Exercise requirements: Pick out each line in the rows below that contains the word "positive", and copy those lines in full.

Data provided below:

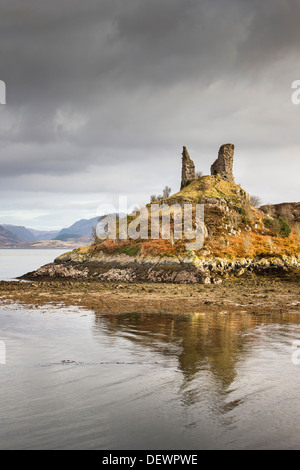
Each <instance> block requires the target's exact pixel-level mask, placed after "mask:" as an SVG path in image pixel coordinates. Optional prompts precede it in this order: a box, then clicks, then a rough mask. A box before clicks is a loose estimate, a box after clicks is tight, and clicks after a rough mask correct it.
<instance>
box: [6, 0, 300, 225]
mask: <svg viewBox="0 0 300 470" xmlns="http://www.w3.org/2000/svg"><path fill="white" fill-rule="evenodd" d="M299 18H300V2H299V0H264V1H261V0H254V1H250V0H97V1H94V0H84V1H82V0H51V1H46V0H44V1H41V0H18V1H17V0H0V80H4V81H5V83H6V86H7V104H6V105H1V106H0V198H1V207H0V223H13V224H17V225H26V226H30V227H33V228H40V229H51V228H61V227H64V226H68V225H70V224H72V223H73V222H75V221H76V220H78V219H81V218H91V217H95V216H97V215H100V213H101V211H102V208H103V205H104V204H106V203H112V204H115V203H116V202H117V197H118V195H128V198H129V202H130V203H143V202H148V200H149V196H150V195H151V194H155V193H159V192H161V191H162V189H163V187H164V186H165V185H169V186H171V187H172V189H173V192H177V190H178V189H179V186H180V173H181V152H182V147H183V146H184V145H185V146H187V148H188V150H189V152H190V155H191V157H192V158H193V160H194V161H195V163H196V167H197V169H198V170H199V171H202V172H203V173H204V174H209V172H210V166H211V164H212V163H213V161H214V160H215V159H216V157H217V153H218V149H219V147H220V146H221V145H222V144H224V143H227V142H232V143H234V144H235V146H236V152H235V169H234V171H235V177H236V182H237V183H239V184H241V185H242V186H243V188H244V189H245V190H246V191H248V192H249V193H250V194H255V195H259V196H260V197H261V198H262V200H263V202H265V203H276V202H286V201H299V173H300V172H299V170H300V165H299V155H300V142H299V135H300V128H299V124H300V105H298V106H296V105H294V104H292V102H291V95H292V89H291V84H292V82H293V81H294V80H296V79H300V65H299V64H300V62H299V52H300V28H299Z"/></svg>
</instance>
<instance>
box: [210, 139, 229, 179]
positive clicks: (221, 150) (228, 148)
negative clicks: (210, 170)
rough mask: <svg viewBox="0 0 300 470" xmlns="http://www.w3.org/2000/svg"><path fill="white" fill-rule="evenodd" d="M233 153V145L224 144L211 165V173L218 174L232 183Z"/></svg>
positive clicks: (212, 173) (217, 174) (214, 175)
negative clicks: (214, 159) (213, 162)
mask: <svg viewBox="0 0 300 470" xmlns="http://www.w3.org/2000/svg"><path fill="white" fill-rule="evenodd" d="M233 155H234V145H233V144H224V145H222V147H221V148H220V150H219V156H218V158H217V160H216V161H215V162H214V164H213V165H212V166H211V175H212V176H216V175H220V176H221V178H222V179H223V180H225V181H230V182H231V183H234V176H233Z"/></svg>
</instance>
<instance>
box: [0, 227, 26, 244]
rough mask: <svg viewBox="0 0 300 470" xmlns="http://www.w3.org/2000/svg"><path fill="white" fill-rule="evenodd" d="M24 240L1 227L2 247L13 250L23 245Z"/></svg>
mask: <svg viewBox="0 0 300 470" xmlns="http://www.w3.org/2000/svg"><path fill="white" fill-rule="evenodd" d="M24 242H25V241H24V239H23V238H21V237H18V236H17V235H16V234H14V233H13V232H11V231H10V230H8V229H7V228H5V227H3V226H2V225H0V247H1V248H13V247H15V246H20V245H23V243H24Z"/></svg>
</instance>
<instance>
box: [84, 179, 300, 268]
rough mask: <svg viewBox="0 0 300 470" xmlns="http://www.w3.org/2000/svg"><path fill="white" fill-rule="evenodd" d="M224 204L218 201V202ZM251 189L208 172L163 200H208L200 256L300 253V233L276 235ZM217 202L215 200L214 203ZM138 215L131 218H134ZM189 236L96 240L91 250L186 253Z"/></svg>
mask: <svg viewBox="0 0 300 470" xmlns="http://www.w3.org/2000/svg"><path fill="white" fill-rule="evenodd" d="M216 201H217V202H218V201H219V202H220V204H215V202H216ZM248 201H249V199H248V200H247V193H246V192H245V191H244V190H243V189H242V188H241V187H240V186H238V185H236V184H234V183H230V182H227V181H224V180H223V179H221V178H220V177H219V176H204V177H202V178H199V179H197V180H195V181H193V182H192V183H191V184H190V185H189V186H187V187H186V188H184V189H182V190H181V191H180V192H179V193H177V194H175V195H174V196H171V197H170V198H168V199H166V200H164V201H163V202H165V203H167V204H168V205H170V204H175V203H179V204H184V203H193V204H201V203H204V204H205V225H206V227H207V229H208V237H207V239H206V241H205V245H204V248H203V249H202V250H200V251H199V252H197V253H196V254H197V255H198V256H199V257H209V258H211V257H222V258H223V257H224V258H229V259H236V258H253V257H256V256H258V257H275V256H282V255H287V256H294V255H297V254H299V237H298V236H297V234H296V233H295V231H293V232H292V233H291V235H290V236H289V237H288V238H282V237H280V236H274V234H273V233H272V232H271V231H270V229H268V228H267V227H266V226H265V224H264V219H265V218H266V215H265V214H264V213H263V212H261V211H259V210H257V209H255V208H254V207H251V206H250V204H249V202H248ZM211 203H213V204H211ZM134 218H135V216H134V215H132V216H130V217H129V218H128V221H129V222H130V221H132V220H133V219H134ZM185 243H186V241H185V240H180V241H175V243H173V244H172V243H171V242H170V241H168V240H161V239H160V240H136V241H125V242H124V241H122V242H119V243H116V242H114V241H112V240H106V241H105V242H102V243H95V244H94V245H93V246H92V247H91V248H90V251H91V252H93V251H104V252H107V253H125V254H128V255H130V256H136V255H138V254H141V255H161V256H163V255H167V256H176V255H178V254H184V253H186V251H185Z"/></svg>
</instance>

End of Data provided.

Your solution:
positive clicks: (221, 150) (228, 148)
positive clicks: (212, 173) (217, 174) (214, 175)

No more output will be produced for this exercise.